• Exercise brief
Tally every line of the material that includes "potato", then give the tally and nothing else.
====
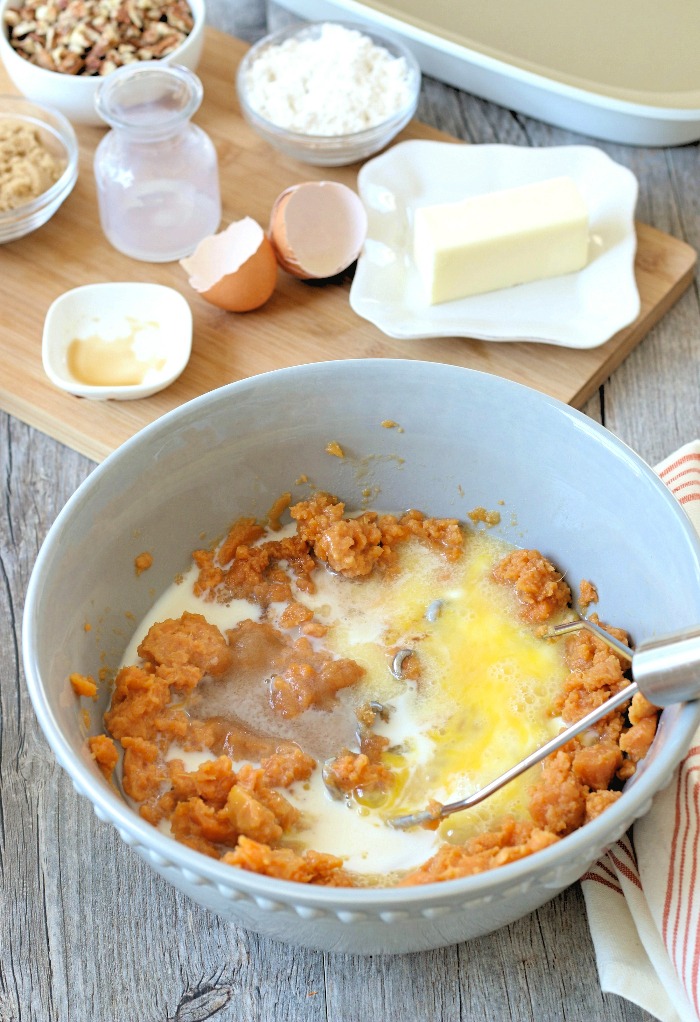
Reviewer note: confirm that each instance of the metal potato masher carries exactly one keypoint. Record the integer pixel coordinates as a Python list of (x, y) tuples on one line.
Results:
[(665, 670)]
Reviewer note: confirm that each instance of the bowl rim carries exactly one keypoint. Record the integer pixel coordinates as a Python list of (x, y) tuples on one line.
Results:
[(52, 121), (7, 51), (165, 851), (166, 293), (394, 46)]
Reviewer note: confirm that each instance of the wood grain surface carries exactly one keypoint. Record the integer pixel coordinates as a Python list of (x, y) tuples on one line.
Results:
[(300, 323), (88, 932)]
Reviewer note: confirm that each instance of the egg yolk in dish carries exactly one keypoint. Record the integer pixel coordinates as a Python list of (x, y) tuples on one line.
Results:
[(301, 685)]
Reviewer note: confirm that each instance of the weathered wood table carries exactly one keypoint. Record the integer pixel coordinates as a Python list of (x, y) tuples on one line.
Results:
[(90, 934)]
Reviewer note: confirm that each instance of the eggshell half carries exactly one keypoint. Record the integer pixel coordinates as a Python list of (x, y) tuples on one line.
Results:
[(318, 229), (236, 269)]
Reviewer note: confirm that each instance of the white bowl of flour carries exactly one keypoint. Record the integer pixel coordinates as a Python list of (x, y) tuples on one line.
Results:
[(328, 93)]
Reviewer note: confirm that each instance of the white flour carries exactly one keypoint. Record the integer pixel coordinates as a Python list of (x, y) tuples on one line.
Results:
[(337, 83)]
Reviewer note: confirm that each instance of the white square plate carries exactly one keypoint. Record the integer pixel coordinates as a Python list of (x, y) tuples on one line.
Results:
[(578, 310)]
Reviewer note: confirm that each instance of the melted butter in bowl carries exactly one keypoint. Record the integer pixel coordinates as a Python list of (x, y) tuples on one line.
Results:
[(117, 340)]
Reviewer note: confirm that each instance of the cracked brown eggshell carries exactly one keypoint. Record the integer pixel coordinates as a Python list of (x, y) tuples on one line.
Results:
[(236, 269), (317, 229)]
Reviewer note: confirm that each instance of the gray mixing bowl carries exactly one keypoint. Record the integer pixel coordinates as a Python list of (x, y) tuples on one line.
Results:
[(569, 488)]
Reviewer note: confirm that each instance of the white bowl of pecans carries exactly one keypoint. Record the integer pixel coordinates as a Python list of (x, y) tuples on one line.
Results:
[(56, 52)]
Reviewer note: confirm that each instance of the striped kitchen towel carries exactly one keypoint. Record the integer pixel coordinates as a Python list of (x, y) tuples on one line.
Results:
[(643, 897)]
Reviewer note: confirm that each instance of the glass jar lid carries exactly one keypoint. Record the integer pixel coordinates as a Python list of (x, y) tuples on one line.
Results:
[(149, 99)]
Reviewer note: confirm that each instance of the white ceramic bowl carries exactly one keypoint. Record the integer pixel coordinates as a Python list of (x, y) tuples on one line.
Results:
[(327, 150), (144, 328), (59, 138), (74, 95), (569, 488)]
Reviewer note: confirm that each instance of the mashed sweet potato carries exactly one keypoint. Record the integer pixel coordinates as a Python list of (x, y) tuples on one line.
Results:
[(236, 805)]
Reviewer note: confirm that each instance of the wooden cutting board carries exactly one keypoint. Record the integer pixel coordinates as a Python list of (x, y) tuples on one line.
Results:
[(300, 323)]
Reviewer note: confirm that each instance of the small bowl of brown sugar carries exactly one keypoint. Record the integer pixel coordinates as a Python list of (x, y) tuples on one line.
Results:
[(56, 51), (38, 165)]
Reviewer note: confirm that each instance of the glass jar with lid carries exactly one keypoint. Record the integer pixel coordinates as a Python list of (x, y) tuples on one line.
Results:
[(156, 173)]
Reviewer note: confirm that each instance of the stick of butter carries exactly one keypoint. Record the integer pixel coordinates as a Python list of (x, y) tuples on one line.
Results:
[(500, 239)]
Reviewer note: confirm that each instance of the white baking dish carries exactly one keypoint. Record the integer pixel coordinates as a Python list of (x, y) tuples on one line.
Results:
[(624, 73)]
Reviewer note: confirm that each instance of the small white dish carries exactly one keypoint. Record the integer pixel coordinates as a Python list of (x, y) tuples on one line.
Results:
[(579, 310), (117, 340)]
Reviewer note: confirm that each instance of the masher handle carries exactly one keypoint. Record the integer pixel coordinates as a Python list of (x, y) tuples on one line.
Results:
[(667, 669)]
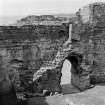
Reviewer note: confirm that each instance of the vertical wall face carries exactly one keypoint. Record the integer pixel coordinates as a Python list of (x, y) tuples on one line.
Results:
[(85, 12), (91, 41), (66, 73)]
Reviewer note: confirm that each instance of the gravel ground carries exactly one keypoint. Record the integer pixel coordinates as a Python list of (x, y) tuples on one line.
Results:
[(93, 96)]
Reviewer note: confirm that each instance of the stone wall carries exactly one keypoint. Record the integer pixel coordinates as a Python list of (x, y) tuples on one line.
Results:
[(87, 40), (90, 40)]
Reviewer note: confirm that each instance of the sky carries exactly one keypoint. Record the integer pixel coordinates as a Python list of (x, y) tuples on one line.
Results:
[(13, 8)]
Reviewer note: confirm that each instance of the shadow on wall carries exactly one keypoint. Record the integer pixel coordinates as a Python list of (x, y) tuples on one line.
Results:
[(75, 60), (38, 101)]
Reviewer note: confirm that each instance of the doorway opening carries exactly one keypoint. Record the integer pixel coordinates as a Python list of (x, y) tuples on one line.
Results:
[(69, 68)]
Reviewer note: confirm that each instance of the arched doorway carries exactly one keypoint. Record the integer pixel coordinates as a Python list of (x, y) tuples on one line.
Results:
[(69, 69)]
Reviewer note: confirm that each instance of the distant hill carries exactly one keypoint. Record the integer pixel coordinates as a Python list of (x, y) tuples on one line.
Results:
[(65, 15), (56, 19)]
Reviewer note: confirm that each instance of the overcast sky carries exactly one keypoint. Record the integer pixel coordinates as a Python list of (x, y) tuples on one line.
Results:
[(13, 10), (39, 7)]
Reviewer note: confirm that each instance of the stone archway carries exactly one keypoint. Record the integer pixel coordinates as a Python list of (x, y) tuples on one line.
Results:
[(69, 69)]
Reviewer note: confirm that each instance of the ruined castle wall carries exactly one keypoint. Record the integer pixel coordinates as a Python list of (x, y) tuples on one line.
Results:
[(90, 41)]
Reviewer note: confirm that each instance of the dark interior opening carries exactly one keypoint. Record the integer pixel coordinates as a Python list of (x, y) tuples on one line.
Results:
[(75, 61)]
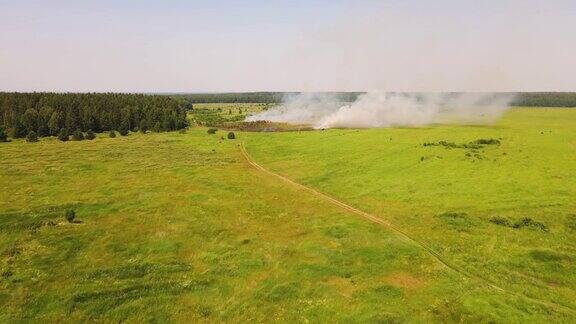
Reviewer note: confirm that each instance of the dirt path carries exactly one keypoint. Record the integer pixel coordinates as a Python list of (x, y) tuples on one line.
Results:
[(403, 234)]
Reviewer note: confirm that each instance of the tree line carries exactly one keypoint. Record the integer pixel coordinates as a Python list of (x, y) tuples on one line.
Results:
[(529, 99), (51, 114)]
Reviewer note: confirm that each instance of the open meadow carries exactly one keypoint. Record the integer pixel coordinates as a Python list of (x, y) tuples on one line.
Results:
[(180, 226)]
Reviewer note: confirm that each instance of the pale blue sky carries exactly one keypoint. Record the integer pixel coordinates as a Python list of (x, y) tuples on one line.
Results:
[(160, 46)]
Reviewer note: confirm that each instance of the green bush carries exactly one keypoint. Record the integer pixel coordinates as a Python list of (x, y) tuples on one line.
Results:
[(529, 222), (70, 215), (77, 135), (90, 135), (32, 137), (3, 135), (63, 135), (502, 221)]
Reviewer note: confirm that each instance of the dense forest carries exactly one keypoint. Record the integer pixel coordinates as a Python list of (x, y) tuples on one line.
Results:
[(527, 99), (48, 114)]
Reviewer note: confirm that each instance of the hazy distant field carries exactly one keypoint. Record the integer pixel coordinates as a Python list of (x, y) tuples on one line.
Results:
[(179, 226)]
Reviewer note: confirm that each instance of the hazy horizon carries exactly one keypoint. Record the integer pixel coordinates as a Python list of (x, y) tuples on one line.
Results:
[(311, 46)]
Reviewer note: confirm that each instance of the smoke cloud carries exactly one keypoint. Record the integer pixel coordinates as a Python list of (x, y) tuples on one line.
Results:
[(384, 109)]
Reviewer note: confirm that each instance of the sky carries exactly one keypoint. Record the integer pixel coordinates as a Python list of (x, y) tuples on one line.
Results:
[(232, 46)]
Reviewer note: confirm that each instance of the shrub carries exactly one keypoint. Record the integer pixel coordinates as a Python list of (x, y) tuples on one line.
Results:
[(502, 221), (90, 135), (3, 135), (487, 141), (77, 135), (63, 135), (32, 137), (70, 215), (529, 222)]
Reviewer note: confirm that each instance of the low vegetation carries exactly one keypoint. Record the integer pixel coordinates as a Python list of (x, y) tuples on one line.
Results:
[(178, 227), (47, 113)]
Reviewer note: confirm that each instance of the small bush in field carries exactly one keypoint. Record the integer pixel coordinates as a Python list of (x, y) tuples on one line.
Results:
[(502, 221), (90, 135), (77, 135), (70, 215), (63, 135), (3, 135), (32, 137)]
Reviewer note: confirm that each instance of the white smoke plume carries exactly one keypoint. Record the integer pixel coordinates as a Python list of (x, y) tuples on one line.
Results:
[(384, 109)]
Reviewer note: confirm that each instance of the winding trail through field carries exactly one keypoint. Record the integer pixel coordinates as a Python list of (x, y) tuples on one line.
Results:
[(403, 234)]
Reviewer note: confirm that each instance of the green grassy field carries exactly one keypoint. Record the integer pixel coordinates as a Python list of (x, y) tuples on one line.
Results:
[(179, 227)]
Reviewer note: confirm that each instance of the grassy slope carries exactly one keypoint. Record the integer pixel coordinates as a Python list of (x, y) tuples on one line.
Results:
[(446, 198)]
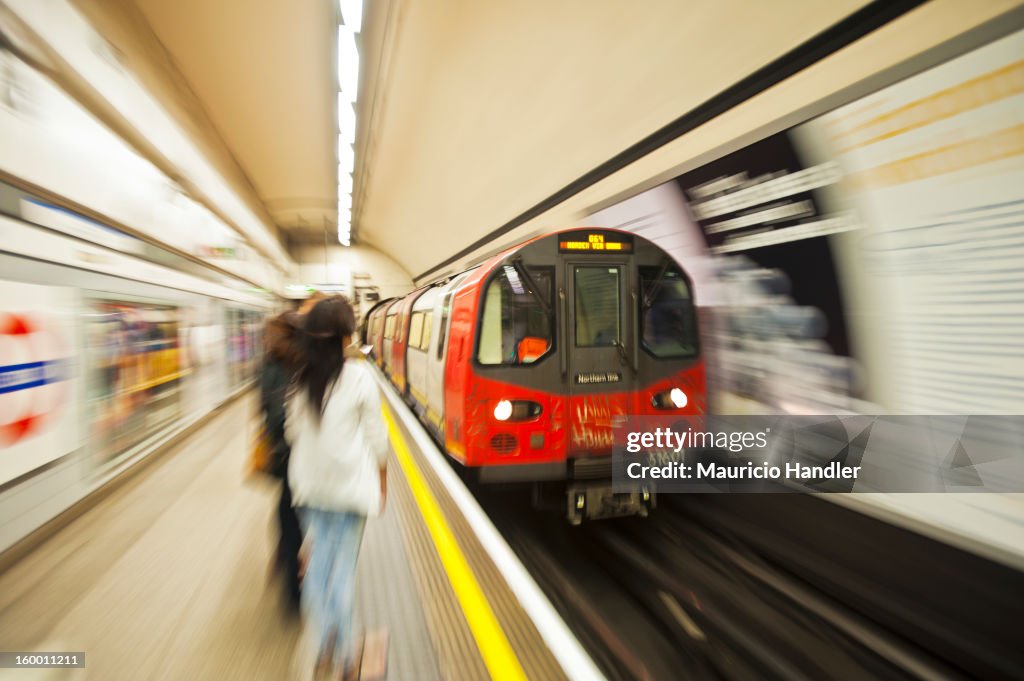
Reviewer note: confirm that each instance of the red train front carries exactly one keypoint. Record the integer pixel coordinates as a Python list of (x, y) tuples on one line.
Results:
[(521, 366)]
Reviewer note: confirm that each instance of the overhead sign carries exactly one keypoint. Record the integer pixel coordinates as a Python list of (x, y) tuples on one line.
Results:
[(584, 242)]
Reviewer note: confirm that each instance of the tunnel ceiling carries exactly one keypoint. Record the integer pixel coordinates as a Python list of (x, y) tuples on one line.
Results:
[(469, 112), (262, 72)]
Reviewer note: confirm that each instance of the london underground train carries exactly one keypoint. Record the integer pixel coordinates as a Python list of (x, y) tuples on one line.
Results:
[(521, 366)]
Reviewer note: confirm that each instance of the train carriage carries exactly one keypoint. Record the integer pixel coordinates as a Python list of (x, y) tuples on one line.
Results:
[(522, 366)]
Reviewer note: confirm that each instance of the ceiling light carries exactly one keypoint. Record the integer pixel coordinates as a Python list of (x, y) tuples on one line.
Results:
[(346, 118), (351, 14), (348, 64), (346, 157)]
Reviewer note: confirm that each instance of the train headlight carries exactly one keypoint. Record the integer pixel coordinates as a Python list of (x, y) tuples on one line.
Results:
[(503, 411), (516, 410), (674, 398)]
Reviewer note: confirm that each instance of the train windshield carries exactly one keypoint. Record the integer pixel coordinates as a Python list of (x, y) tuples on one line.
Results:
[(668, 324), (597, 313), (515, 328)]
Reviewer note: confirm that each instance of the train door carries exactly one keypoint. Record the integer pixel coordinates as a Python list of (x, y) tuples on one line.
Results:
[(599, 346)]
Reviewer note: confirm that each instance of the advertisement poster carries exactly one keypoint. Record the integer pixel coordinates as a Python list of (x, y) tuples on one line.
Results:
[(38, 384)]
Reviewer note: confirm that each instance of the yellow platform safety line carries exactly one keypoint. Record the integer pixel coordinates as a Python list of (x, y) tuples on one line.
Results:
[(495, 647)]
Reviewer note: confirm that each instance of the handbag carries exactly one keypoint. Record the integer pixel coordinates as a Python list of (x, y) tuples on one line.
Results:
[(260, 453)]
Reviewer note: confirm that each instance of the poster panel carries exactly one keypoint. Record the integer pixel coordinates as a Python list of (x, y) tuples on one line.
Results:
[(38, 377)]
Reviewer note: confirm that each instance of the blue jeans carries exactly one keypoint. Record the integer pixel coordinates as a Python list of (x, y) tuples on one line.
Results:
[(329, 586)]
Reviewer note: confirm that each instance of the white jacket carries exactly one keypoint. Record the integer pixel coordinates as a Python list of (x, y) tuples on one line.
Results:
[(335, 464)]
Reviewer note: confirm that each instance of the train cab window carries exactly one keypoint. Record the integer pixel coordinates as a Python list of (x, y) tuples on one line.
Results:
[(515, 327), (668, 321), (597, 306)]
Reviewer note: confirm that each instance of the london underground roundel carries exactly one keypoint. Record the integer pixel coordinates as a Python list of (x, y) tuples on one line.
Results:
[(34, 373)]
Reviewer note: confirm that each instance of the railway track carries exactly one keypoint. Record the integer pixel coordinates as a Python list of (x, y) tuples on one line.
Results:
[(709, 588)]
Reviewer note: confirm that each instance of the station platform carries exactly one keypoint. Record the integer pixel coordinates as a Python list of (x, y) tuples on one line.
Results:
[(168, 577)]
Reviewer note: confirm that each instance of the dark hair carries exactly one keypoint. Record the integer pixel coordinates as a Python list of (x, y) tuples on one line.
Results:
[(323, 354), (282, 340)]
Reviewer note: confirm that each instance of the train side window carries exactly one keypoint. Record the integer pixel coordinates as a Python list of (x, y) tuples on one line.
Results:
[(668, 321), (514, 327), (416, 330), (597, 306), (425, 335), (445, 308)]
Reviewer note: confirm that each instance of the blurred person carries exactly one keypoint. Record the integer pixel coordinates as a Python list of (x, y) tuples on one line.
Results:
[(282, 359), (338, 474)]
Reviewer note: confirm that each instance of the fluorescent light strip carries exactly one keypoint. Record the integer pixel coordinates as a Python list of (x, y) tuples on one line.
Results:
[(351, 13), (346, 157), (346, 118), (348, 64), (344, 183)]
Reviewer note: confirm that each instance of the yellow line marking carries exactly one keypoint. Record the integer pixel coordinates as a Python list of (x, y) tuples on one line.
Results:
[(495, 648)]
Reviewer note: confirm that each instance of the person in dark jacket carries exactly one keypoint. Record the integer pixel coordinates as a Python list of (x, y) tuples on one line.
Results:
[(281, 360)]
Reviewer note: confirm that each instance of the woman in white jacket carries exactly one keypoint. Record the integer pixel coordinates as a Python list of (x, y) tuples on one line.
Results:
[(337, 472)]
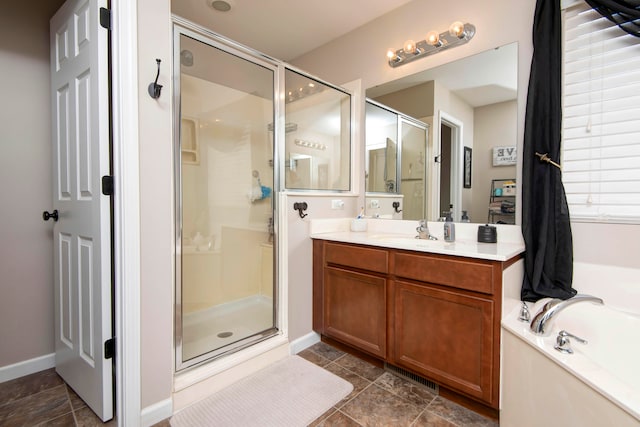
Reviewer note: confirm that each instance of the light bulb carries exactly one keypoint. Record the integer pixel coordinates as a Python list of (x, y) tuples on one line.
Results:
[(457, 29), (409, 46), (433, 38)]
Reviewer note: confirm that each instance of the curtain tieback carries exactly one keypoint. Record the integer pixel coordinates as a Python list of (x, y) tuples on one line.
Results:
[(545, 158)]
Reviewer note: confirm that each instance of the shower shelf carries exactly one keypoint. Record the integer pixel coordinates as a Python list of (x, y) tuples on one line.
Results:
[(189, 145)]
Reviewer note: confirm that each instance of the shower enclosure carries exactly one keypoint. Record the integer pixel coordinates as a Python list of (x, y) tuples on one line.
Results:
[(226, 290)]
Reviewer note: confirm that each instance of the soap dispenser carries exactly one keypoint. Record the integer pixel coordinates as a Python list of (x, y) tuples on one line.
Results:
[(449, 229)]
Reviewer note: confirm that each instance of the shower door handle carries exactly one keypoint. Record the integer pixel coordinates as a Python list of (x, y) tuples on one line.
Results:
[(46, 215)]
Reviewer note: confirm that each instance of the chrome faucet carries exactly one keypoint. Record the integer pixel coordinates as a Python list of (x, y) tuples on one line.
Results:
[(423, 231), (541, 323)]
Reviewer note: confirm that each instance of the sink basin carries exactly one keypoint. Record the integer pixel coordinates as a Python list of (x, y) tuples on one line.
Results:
[(404, 239)]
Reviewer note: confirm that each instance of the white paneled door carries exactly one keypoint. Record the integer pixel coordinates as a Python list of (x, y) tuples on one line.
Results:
[(82, 230)]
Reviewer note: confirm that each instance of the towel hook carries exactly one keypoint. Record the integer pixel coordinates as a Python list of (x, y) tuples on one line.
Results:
[(300, 207), (155, 88)]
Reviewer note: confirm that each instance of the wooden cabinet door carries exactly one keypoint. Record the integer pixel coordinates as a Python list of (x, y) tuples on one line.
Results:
[(355, 309), (446, 336)]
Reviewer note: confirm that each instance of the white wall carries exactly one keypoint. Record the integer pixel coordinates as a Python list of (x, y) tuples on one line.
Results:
[(494, 125), (26, 253), (498, 23), (156, 203)]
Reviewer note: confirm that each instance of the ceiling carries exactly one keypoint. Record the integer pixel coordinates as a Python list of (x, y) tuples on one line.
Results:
[(284, 29), (287, 29)]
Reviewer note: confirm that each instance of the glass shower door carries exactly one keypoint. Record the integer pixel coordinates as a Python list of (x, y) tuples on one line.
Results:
[(225, 289)]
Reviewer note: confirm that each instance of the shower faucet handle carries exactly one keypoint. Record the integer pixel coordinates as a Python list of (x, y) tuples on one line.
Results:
[(563, 344)]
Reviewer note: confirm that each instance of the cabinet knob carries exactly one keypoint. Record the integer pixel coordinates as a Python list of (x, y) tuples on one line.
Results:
[(53, 215)]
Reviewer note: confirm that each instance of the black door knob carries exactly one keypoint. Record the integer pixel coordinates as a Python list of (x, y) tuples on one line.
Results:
[(46, 215)]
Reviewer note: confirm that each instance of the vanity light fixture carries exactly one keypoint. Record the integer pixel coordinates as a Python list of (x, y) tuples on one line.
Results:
[(310, 144), (458, 34)]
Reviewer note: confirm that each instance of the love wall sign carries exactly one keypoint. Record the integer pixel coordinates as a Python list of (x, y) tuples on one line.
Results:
[(504, 156)]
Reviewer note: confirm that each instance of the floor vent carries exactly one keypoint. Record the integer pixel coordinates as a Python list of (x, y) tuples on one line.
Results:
[(410, 376)]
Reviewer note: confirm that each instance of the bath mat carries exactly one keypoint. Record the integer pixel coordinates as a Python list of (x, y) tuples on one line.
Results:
====
• Answer area
2